### Source text
···

A Framework for Privacy-preserving Record Linkage Using Bloom Filter
Date Issued
2015
Date
2015
Author(s)
Chang, Li-Chung
Abstract
Record linkage is the task of identifying records from multiple datasets that refer to the same individual. However, it is not an easy work because unique identities cannot be available most of the time so a set of attributes, such as extit{Forename, Gender} and extit{Street}, can be used in light of quasi-identifiers. In addition, as for privacy, various regulations and policies have been made to prohibit people from disclose of identifies, especially in the medical domain. Therefore, lots of methods of privacy-preserving record linkage (PPRL) have been developed to integrate datasets without revealing identifies associated with the records. A recent evaluation has shown that a transformation based on Bloom filter is superior to other approaches, but the encoding may be compromised through frequency-based cryptanalysis. Thus, two methods, RBF and CLK, have been proposed to solve this problem. However, both of them have their own strengths and weaknesses. In this dissertation, we merge these two methods and propose an advance one which we call WCLK. Besides, entropy is used to determine field weights. By giving different weighting to each field, we can improve the accuracy of the linkage results. Finally, without being able to access linkage quality and completeness in practice, threshold determination is a big challenge. Thus, we propose a clustering-based method to find a suitable threshold which can also lead to accurate results of record linkage. Using datasets generated by Febrl, we conduct several empirical experiments to show that our work can perform better than previous ones.

···

### Exercise directions
According to the record linkage abstract, what is used to determine field weights? None of the lines are needed for this.

### Material provided
···

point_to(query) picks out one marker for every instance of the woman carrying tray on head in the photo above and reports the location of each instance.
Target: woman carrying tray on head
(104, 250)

···

### Result of the exercise
Entropy.